_SHORT TASK:_ Copy out every line of the material below that contains the string "water".

_PROVIDED DATA:_
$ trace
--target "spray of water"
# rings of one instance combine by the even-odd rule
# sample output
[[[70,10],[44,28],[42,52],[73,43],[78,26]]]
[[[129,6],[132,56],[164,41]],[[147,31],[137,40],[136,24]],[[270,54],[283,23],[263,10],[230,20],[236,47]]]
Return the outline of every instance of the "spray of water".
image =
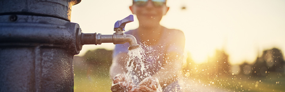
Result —
[[[134,84],[132,89],[133,90],[139,87],[138,85],[143,79],[151,76],[146,71],[147,66],[144,63],[144,61],[146,61],[146,56],[141,46],[129,51],[128,55],[128,58],[126,66],[127,72],[124,75],[124,77],[128,83]],[[161,91],[160,85],[158,86],[157,91]]]

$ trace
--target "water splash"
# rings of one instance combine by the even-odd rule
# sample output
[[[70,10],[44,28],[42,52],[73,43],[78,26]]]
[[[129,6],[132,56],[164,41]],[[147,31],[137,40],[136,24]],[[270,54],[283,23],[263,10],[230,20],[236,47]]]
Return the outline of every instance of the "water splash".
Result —
[[[141,46],[139,48],[130,50],[128,53],[128,57],[126,66],[127,72],[124,77],[128,83],[134,84],[132,90],[138,88],[139,84],[144,79],[151,76],[147,71],[146,65],[146,56]],[[158,92],[161,91],[161,88],[158,85]]]

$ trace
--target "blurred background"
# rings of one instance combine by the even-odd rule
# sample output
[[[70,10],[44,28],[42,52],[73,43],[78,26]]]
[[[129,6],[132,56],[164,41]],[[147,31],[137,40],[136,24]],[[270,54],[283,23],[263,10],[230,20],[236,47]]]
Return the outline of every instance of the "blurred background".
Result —
[[[84,33],[112,34],[115,22],[132,14],[131,4],[130,0],[82,0],[72,7],[71,21]],[[283,0],[167,0],[169,10],[161,24],[186,37],[183,88],[285,90],[284,5]],[[138,27],[134,16],[126,30]],[[75,91],[111,91],[114,46],[83,46],[74,59]]]

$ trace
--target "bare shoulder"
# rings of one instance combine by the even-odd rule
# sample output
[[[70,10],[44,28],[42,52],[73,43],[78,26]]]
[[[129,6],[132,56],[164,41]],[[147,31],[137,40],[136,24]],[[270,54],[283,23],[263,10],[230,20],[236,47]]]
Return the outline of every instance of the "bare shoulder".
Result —
[[[169,34],[171,34],[172,35],[177,37],[185,37],[184,33],[181,30],[175,29],[168,29],[167,28],[165,28],[165,29],[166,29],[166,30],[167,33],[168,33]]]

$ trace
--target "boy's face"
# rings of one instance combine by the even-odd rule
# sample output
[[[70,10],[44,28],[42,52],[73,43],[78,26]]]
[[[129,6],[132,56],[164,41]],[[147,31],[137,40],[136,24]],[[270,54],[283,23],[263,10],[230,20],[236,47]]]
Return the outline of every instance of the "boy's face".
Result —
[[[165,3],[160,6],[155,6],[152,2],[148,0],[142,6],[134,3],[130,6],[133,14],[136,15],[140,24],[143,26],[150,27],[154,23],[159,23],[169,9]]]

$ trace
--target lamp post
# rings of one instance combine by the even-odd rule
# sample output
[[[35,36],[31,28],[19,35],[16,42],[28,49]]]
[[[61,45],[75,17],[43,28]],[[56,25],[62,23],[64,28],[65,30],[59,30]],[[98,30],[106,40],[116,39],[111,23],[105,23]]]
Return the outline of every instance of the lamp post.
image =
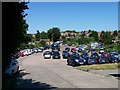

_SOLUTION TO THE PROBLEM:_
--target "spray of water"
Return the outline of every instance of the "spray of water".
--target "water splash"
Return the outline of every instance of the "water splash".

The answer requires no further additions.